__SELECTION__:
Reasoning behind ptr_uint64 and hash_bytes

Daniel Näslund

#14883

April 9, 2018

What's the reasoning behind the selection of the (presumable) prime constant for ptr_uint64 and the usage of FNV for hashing bytes? Selecting hash functions looks like dark magic to me. My only exposure to hash functions has been the multiplicative function from K&R and Joshua Blochs general advice from Effective Java.

Store some constant nonzero value, say 17, in an int variable called result.
Compute an int hashcode c for each field f that defines equals:
If the field is a boolean, compute (f ? 1 : 0)
If the field is a byte, char, short, int, compute (int) f
If the field is a long, compute (int) (f ^ (f >>> 32))
If the field is a float, compute Float.floatToIntBits(f)
If the field is a double, compute Double.doubleToLongBits(f), then hash the resulting long as in above.
If the field is an object reference and this class's equals method compares the field by recursively invoking equals, recursively invoke hashCode on the field. If the value of the field is null, return 0.
If the field is an array, treat it as if each element is a separate field. If every element in an array field is significant, you can use one of the Arrays.hashCode methods added in release 1.5.
Combine the hashcode c into result as follows: result = 31 * result + c;

Any suggestions on resources for learning more about hashing?

Edited by Daniel Näslund on April 9, 2018, 4:13am Reason: Initial post

Daniel Näslund

#14885

April 9, 2018

I have found Peter Kawinskis hash function benchmark and Bob Jenkins list of resources for hash functions but none of them describes clearly to me how to select a hash function depending on the data to be hashed.

I skimmed Knuth Vol 3, chapter 6.4 about Hashing but that didn't really make things make clearer. He says that choosing a hash function is data dependent but he really doesn't say much on how to go about selecting a hash function.

Daniel Näslund

#14886

April 9, 2018

How is ptr_hash better than just right shifting N bits to get rid of the zeroes due to alignment?

Per Vognsen

#14887

April 9, 2018

I don't know of a single resource which is going to cover all the different aspects of this. Almost all the theoretical analysis of hash tables and other hashing-based data structures relies on universal hash functions, which are randomly keyed hash functions where you can establish some uniform distribution and independence properties. Our hash function is the multiply-shift hash function the Wikipedia page analyzes here: https://en.wikipedia.org/wiki/Uni...shing#Avoiding_modular_arithmetic

Like most people, we're not randomizing our key but setting it to a fixed value, so their probabilistic analysis does not work for our case, but it might give you an inkling of why multiply-shift is a common ingredient in hash functions.

I started to write something much longer and tutorial-like, but I can't really do it justice in a forum post, and I'm also not enough of an expert to speak authoritatively on the subject.

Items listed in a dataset
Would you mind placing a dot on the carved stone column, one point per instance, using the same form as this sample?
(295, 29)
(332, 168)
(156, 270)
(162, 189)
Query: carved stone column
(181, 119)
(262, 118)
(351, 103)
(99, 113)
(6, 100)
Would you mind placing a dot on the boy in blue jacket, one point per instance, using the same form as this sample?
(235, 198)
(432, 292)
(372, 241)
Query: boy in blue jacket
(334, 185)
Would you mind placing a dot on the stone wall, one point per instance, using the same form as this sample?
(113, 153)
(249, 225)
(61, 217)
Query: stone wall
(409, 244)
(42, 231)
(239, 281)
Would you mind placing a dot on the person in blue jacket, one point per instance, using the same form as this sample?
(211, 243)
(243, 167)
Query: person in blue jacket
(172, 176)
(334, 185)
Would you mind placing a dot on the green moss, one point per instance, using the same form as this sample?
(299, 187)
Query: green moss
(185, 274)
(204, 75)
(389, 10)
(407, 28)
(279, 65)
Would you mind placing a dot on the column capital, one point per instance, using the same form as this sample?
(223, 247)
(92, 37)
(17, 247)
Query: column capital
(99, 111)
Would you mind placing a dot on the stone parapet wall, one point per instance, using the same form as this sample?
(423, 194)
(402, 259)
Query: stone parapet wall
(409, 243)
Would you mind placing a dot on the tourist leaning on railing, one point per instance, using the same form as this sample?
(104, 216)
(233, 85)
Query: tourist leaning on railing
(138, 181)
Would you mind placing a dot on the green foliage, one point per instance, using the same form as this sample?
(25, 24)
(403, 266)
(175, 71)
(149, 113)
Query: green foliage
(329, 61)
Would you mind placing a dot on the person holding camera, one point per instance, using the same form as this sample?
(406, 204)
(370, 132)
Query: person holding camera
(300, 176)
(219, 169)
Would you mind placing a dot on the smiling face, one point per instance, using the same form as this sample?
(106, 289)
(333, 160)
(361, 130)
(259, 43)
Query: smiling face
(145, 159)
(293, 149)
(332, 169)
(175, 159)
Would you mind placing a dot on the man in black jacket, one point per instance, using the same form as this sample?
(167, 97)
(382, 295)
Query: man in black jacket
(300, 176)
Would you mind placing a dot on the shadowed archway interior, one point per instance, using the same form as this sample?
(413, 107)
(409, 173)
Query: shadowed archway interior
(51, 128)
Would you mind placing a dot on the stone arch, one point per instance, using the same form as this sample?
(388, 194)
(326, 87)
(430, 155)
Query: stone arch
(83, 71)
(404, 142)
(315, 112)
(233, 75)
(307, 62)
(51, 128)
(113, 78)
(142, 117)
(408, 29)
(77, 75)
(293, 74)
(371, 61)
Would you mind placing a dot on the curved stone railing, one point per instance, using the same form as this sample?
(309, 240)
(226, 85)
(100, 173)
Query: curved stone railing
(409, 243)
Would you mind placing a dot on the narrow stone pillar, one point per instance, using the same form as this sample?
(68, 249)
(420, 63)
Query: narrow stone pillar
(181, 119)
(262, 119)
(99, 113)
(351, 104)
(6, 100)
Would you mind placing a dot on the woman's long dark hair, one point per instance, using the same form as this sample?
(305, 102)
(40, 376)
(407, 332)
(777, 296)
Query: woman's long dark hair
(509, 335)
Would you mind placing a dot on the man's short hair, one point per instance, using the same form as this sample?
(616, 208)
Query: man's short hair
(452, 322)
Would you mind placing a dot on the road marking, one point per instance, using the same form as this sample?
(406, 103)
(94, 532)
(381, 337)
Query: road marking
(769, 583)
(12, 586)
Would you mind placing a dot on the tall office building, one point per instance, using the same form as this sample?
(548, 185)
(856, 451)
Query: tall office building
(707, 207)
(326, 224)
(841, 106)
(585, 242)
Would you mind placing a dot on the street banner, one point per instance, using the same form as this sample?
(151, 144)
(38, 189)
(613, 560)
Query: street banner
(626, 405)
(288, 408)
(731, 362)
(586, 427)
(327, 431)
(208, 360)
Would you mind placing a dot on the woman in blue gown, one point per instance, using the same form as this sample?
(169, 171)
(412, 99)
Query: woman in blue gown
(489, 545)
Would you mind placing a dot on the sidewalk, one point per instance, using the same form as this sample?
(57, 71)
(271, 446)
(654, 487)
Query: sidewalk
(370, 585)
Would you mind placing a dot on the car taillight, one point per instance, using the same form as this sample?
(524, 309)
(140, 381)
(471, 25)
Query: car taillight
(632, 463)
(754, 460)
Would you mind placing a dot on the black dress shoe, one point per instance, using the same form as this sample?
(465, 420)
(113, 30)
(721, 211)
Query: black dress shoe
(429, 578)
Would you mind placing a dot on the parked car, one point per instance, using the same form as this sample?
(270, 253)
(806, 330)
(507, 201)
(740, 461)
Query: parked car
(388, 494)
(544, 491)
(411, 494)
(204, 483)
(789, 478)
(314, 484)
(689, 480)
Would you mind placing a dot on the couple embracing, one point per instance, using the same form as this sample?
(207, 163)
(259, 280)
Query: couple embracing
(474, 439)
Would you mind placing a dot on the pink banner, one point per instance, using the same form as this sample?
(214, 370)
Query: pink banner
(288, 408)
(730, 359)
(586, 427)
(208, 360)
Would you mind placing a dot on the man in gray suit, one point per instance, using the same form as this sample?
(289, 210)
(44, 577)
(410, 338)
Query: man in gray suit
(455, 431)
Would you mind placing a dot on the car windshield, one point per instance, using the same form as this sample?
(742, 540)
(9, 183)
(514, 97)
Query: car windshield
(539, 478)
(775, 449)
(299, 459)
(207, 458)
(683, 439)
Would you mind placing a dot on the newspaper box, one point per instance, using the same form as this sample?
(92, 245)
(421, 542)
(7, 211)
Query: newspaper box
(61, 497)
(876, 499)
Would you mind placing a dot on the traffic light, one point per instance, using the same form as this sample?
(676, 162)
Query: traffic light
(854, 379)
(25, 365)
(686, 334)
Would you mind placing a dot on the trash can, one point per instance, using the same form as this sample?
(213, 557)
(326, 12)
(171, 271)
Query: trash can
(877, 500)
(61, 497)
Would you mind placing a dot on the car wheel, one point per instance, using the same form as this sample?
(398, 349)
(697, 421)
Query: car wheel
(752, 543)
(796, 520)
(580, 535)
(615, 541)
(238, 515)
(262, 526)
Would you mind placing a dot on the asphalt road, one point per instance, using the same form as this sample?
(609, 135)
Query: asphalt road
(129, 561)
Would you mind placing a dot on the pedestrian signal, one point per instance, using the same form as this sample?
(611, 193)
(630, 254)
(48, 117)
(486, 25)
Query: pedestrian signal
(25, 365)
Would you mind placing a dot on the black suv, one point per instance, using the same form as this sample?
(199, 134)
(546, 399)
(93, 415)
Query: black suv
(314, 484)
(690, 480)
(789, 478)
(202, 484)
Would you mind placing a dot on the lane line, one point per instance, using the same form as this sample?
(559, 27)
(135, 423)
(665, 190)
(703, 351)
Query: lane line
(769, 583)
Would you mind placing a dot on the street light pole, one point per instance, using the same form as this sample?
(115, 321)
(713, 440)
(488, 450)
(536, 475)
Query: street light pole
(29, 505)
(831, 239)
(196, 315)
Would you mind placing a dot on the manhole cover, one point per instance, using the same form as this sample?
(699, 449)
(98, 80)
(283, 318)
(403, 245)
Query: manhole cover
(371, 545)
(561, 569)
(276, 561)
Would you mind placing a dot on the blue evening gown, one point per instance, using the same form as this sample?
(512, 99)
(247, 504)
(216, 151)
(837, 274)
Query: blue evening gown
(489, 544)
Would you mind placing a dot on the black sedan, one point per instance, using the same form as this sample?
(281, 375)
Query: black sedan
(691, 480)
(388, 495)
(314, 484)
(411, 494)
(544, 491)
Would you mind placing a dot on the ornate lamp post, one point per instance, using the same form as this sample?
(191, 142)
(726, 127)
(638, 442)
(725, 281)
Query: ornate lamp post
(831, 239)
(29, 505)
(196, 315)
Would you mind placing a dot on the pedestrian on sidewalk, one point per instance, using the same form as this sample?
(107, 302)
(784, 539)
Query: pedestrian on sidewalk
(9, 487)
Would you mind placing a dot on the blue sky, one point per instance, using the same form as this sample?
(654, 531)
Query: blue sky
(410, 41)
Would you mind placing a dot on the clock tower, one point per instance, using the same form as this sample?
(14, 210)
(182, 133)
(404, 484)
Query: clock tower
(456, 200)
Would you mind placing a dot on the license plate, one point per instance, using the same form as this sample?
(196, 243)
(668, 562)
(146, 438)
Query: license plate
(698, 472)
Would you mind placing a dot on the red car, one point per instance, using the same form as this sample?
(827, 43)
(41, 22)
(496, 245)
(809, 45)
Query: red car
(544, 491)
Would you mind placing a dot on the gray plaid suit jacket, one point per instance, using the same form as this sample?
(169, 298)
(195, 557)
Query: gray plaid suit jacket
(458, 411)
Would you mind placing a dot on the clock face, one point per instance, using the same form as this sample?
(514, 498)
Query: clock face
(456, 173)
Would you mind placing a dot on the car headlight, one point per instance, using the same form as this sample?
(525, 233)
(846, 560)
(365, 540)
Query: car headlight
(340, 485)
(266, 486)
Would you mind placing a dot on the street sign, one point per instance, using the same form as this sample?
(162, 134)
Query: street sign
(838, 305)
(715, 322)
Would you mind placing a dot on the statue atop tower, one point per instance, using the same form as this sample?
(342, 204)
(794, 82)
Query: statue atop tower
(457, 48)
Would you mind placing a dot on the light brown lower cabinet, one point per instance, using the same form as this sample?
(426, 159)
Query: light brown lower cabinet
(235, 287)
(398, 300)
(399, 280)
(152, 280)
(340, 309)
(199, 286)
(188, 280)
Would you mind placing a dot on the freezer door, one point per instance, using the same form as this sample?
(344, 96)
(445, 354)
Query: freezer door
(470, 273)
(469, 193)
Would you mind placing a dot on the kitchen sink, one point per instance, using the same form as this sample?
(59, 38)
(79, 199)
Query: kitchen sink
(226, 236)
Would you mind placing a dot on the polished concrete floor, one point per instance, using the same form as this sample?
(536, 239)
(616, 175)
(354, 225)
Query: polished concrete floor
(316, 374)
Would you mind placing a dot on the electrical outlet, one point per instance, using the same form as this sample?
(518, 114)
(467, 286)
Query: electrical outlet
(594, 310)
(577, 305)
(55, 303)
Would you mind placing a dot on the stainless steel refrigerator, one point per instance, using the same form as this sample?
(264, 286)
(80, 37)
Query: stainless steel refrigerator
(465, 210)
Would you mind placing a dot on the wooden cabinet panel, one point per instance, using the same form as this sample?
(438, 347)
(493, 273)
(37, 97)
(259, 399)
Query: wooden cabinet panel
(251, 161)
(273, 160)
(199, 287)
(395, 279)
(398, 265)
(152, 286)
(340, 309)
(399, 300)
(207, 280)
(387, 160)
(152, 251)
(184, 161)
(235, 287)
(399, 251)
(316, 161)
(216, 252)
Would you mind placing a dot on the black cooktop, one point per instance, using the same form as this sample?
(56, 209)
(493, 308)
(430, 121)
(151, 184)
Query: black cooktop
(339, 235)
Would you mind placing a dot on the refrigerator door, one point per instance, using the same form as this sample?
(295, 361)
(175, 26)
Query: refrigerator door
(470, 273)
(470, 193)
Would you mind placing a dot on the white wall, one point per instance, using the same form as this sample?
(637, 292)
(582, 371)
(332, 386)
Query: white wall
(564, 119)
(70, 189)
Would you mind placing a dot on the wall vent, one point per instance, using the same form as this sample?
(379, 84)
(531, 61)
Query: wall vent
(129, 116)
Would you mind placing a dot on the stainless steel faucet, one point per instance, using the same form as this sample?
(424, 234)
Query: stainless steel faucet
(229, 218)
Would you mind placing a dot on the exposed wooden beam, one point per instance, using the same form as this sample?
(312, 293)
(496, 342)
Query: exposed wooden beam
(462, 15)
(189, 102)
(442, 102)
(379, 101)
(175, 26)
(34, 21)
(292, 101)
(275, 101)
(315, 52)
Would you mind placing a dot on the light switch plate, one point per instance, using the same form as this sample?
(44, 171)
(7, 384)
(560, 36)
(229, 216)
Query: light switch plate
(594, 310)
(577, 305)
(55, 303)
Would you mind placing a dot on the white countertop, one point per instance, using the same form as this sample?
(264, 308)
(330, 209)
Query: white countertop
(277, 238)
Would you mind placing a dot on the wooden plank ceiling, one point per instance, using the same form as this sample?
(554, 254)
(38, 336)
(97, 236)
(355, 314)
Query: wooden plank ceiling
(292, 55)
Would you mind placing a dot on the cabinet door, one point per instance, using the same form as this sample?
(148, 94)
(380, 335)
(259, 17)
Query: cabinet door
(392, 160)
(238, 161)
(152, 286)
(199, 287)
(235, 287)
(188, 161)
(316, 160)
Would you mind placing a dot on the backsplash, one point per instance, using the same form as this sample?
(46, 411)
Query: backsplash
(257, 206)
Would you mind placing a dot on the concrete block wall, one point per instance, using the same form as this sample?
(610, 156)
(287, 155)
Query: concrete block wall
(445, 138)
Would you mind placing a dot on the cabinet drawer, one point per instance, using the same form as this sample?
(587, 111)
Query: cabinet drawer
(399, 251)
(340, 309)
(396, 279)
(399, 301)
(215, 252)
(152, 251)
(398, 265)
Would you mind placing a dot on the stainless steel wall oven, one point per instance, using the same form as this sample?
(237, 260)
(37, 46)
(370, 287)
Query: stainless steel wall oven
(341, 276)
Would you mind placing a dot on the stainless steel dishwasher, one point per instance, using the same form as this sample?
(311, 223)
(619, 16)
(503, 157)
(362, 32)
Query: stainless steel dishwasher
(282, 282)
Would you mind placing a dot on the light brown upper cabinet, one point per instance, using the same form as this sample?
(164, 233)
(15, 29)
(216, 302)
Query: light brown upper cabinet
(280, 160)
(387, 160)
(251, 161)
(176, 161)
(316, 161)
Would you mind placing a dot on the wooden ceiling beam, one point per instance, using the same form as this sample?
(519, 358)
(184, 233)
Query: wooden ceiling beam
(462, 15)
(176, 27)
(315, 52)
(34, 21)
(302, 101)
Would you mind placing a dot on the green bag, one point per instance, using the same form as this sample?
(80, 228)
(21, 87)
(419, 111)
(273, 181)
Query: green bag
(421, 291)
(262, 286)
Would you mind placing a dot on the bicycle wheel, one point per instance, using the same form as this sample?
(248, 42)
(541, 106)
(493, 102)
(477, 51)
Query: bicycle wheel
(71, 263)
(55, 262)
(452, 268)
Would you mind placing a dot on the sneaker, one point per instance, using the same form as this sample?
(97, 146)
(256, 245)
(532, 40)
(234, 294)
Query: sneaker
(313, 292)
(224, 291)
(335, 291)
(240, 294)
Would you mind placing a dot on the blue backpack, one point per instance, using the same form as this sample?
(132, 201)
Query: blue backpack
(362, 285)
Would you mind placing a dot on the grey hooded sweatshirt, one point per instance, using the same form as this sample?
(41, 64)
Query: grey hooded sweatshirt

__WORK TO COMPLETE__: Retype the passage of the hashing thread from "Edited by Daniel" to "to be hashed.".

__IN RESPONSE__:
Edited by Daniel Näslund on April 9, 2018, 4:13am Reason: Initial post

Daniel Näslund

#14885

April 9, 2018

I have found Peter Kawinskis hash function benchmark and Bob Jenkins list of resources for hash functions but none of them describes clearly to me how to select a hash function depending on the data to be hashed.